(What to work on):
Convert all of these records into a two-column CSV headed text and answer, with one row per record. Put each record's text and answer in their own quoted field, replace line breaks with spaces, and omit the pictures.

═════ Data for processing

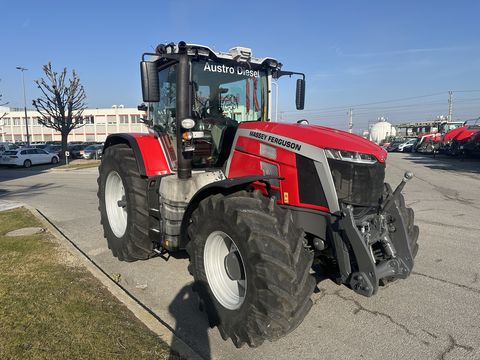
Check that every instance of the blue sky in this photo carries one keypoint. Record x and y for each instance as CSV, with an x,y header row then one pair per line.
x,y
353,52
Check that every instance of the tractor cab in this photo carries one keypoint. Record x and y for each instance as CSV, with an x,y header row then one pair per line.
x,y
198,97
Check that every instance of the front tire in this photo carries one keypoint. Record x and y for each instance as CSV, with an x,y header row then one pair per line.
x,y
123,205
251,269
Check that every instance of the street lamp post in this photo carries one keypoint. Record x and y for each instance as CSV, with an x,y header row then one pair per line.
x,y
22,69
276,100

══════════

(Problem solution):
text,answer
"Check that every instance of the blue sky in this photo carries one keypoint. Record x and y for each instance as CSV, with an x,y header row then one pair per line.","x,y 353,52"
"Check that every instance of the tractor cab in this photo carries one keypoint. Record x and y for each instance as CSV, with an x,y header row then one pair per line.","x,y 198,97"
"Check that every instance of the front tire in this photo carries one keypoint. Record x and y for each instance as CSV, with an x,y header row then one pair per line.","x,y 123,205 251,269"
"Check that every instance of the street lamp post in this photo carries one keypoint. Record x and y for each instance as CSV, with an x,y header row then one pair per line.","x,y 22,69 276,100"